(Dataset entries)
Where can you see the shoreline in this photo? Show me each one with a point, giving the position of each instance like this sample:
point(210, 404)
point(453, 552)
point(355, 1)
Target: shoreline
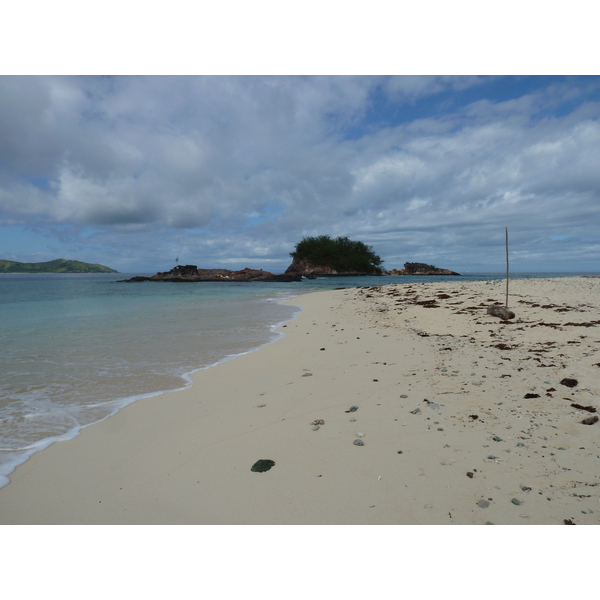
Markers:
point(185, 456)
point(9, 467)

* * *

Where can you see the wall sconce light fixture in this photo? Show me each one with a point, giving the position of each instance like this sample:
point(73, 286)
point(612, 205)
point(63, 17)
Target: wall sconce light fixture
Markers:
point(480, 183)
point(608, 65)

**What you have to do**: If a line above holds the word "shoreline", copy it.

**Solution to this problem**:
Where can you see the shoreline in this photo? Show me each one with a point, giving the position of each instance like this sample:
Target: shoreline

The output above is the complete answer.